Problem to work on: From the first line to the last, retype the data below exactly.

Provided entries section start

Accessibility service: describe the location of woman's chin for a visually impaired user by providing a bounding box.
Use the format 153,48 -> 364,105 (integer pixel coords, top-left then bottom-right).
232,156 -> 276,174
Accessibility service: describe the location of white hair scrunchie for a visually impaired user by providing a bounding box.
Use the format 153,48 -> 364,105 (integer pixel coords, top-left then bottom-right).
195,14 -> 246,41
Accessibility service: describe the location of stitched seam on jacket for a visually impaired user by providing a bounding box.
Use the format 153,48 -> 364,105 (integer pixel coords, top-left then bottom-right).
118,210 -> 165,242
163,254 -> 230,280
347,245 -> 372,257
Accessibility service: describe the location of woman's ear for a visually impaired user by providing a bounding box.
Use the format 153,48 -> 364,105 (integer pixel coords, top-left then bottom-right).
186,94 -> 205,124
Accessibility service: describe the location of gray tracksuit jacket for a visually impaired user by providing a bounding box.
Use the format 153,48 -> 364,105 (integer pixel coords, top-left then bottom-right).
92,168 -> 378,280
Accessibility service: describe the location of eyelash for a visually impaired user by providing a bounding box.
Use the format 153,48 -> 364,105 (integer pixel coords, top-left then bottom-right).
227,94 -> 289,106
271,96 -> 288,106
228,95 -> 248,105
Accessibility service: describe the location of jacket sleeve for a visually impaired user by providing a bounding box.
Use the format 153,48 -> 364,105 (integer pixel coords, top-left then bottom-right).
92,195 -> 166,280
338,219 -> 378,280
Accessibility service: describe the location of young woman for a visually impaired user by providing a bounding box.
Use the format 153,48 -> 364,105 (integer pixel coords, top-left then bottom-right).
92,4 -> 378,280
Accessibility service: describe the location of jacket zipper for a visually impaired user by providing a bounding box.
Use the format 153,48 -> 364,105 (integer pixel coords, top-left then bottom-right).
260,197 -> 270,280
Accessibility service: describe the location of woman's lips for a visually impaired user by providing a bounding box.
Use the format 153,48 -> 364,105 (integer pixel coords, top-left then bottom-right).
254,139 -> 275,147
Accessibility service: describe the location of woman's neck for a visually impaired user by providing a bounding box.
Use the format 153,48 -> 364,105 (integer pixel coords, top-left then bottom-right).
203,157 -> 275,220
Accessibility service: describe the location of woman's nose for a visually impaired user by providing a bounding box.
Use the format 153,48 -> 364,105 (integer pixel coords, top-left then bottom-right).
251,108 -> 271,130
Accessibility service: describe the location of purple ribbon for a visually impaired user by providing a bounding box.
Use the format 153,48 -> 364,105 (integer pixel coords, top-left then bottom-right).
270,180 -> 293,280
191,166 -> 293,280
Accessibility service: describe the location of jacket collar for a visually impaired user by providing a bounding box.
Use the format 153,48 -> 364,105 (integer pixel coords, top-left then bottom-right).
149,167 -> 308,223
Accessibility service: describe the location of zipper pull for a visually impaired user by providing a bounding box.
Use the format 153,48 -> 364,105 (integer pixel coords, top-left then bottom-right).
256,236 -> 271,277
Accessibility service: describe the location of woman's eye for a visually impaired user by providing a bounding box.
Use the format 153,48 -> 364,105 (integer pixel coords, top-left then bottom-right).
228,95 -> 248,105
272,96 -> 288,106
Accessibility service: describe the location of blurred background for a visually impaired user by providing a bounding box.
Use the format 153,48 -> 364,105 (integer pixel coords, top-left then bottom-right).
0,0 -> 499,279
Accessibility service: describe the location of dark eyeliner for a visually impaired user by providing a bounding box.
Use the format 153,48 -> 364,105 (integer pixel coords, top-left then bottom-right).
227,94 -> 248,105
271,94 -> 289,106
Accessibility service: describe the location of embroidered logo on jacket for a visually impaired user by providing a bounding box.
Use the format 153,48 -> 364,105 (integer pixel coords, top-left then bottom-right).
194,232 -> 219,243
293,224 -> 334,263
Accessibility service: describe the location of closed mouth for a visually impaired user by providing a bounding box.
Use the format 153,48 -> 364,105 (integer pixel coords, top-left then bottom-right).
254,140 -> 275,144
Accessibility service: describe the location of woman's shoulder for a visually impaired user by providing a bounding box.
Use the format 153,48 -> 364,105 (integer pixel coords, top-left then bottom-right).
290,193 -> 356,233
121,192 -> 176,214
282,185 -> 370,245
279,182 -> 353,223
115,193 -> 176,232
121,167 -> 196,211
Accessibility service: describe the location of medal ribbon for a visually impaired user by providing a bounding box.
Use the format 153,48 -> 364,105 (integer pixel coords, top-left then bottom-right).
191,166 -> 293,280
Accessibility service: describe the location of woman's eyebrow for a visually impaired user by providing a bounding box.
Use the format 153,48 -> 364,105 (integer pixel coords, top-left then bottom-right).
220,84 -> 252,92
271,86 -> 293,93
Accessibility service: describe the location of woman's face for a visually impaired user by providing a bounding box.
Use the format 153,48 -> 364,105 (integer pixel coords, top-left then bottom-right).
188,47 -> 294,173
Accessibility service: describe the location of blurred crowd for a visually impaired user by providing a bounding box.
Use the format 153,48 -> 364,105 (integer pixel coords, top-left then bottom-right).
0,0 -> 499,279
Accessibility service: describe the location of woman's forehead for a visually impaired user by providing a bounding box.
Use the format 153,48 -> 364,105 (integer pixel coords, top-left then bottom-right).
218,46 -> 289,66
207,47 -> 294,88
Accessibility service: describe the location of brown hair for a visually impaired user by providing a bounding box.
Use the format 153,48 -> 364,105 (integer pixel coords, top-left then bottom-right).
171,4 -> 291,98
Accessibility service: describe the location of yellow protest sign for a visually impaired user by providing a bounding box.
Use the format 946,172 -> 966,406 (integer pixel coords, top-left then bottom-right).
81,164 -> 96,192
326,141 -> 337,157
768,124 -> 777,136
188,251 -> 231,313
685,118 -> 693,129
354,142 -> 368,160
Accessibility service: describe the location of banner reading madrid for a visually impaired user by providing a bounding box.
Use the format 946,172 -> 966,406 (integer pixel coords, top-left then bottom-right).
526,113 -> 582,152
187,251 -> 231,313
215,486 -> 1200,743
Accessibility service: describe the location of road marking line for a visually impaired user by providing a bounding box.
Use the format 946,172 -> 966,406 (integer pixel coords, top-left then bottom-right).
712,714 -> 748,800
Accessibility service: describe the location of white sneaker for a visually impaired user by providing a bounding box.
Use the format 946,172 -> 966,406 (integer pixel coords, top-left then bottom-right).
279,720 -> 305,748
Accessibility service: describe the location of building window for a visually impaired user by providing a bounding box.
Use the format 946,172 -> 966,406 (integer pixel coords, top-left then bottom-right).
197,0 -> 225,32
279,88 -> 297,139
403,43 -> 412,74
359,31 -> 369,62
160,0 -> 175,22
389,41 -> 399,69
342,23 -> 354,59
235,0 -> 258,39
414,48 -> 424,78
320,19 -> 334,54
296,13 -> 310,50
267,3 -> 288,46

Provided entries section end

Exercise answer:
Accessibility service: describe the location of woman's chin for a visually impaired user by providing a bounding box.
Use the format 153,48 -> 364,105 (integer pixel coords, top-left then bottom-right).
232,156 -> 276,174
Accessibility service: describe the location of white hair scrunchie for a visually impaired user by providing a bounding box.
Use the format 153,48 -> 364,105 (integer pixel coords, top-left then bottom-right).
195,14 -> 246,41
Accessibility service: describe the location of stitched seam on jacket for a visually impaired user by providing a bounding box.
Use the format 153,48 -> 364,105 (integer pixel coords, top-left then bottom-right).
118,210 -> 165,242
163,254 -> 230,280
347,245 -> 372,257
Accessibility service: describe the location of woman's ear for a visually impaired user by providing a bounding box.
Use the format 153,48 -> 364,105 (integer pixel coords, top-left then bottom-right).
186,94 -> 205,124
Accessibility service: describe the location of gray tracksuit jacket for a visually impaired user by providing a bounding box.
Use the format 153,48 -> 364,105 (integer pixel coords, top-left then bottom-right).
92,168 -> 378,280
Accessibility service: describe the location of eyelash for a visually impaired user by providing a bounding box.
Use the format 153,48 -> 364,105 (integer pixel coords, top-left then bottom-right).
227,94 -> 289,106
271,96 -> 288,106
228,95 -> 248,105
Accessibility service: describe the location of jacket sleeve for a visually impaired user by providing a bounding box.
Use the format 153,48 -> 364,105 (integer pixel coords, top-left then bottom-right).
92,195 -> 166,280
338,219 -> 378,280
Accessibility service: describe the location of young woman for a visually impaired user by providing a bounding box.
Use the format 153,48 -> 364,105 (integer pixel coords, top-left then bottom-right).
92,4 -> 378,280
Accessibility service: describe the location of jacket zipper for a visually impaired user by providing a bounding box.
Use the format 153,48 -> 364,105 (integer pixel coords, top-left then bottom-right).
260,197 -> 270,280
Accessibility service: describe the location of woman's lips for a visually impaired user by providing a bounding box.
Use the format 153,48 -> 364,105 (integer pixel coords, top-left then bottom-right).
254,139 -> 275,147
Accessibility service: describe the location of woman's neck for a visually impaired user by providing a bounding box.
Use the format 153,48 -> 364,105 (integer pixel coords, top-left then bottom-right).
203,157 -> 275,220
Accessibility service: describe the location of woman's nose for a visually impaired user by providing a bounding box.
Use the format 153,48 -> 364,105 (integer pixel coords, top-left then bottom-right).
251,108 -> 271,130
Accessibility service: describe the location of purple ribbon for a visually impaired user by providing a bounding box.
Use the format 153,48 -> 364,105 (integer pixel coords, top-left then bottom-right).
270,180 -> 293,280
191,166 -> 293,280
Accessibility service: describe the location of jacket collar for a visually impaired user by providing a bounding box.
Use the format 153,48 -> 364,105 (integer pixel coords, top-left then bottom-right).
149,167 -> 308,223
Accessibility service: describe the location of zipper pull for a visually impaired user by providing a bounding box.
Use the format 153,48 -> 364,105 (integer pixel coords, top-left then bottom-right).
256,236 -> 271,277
Accessibility service: describe the location of woman's eye for a visually impaired user by providing a bounding box.
Use the format 153,48 -> 364,105 (integer pixel coords, top-left then bottom-right).
228,95 -> 248,105
272,96 -> 288,106
Accessibility service: describe the location of blurred background for a visually impaired user by providing a bounding box.
Use the format 153,48 -> 364,105 (integer pixel coords, top-left then bottom-right).
0,0 -> 499,279
Accessibility service: describe the location of dark eyeliner for a visually impaired user by providing a bounding box.
Use the format 153,48 -> 364,105 (integer pixel coords, top-left then bottom-right).
227,94 -> 248,105
271,94 -> 289,106
Accessibility service: describe the location of embroidered logo on jacket for a visually impaired user by providing a bounding box.
Use the format 153,48 -> 364,105 (integer pixel coords, top-left then bottom-right).
194,232 -> 219,243
293,224 -> 334,263
Accessibility service: describe the location of closed mouth for a visually impaired user by providing a bounding box.
Use the format 153,48 -> 364,105 (integer pixel coords, top-left then bottom-right).
254,140 -> 275,144
Accessibility service: describe the location of woman's shoulder for a visually impaired user by providing a bounding box.
Use the format 153,48 -> 364,105 (integer pixel coords, top-left then bottom-right).
290,193 -> 356,233
121,192 -> 176,214
282,185 -> 370,245
279,182 -> 353,223
115,193 -> 176,232
121,167 -> 196,211
Accessibility service: describe the location of medal ribbon for a visually impaired user by providing a bounding box.
Use the format 153,48 -> 364,105 (integer pixel coords, top-left then bottom-right).
191,166 -> 293,280
Accessibility service: describe the location of woman's eyebrow for a visually impaired user by providing a bounding box.
Use the format 153,48 -> 364,105 (integer pixel coords, top-left then bottom-right).
220,84 -> 252,92
271,86 -> 293,93
Accessibility service: describe the location of woman's face for a visually impaired user by providing a bounding box.
Use the format 153,48 -> 364,105 (integer pixel coords, top-left then bottom-right).
188,47 -> 294,173
Accessibility service: describe the location of blurred crowd for a visually impaired user by providing a bounding box.
Use the format 153,48 -> 364,105 (integer pixel coords, top-left then bottom-right).
0,0 -> 499,279
Accessibility service: describe the location of woman's forehead for a visually impaired user by providing a bounding box.
Use the format 153,48 -> 364,105 (integer pixel coords, top-left then bottom-right).
218,46 -> 289,66
207,47 -> 294,88
Accessibility service: describe the location of brown hair for a visually impaired user by providing a bounding box.
Use the format 153,48 -> 364,105 (integer pixel coords, top-left then bottom-right).
171,4 -> 291,98
Accessibility service: describe the location of yellow protest sign for a visually impaired user by providing a bounding box.
Use the format 946,172 -> 966,406 (integer pixel coords, top-left then bottom-right).
81,164 -> 96,192
326,141 -> 337,157
768,124 -> 777,136
188,251 -> 231,313
685,118 -> 693,129
354,142 -> 368,160
Accessibility service: describe the location of banner reading madrid for a visually impaired user by providing a bounding box.
Use the format 946,172 -> 966,406 (integer pixel coords, top-left then bottom-right).
526,113 -> 582,152
187,251 -> 231,313
215,486 -> 1200,743
Accessibility service: describe the location of road marking line for a visually impaired user by providing a bounding box.
Use the format 946,172 -> 966,406 (integer pixel coords, top-left then bottom-right).
712,714 -> 748,800
Accessibility service: describe the location of white sneaker for a visually impaired user by providing a bounding box.
Use the format 946,172 -> 966,406 (integer pixel coords, top-left then bottom-right).
279,720 -> 305,748
Accessibility service: describe the location of building window for a visually impaired user by providing a bounding box.
Use the format 946,172 -> 966,406 (integer pixel coords, top-left then bottom-right).
197,0 -> 225,32
279,88 -> 297,139
403,43 -> 412,74
359,31 -> 369,62
160,0 -> 175,22
389,41 -> 399,69
342,23 -> 354,59
235,0 -> 258,39
414,48 -> 424,78
320,19 -> 334,54
296,13 -> 310,50
267,3 -> 288,46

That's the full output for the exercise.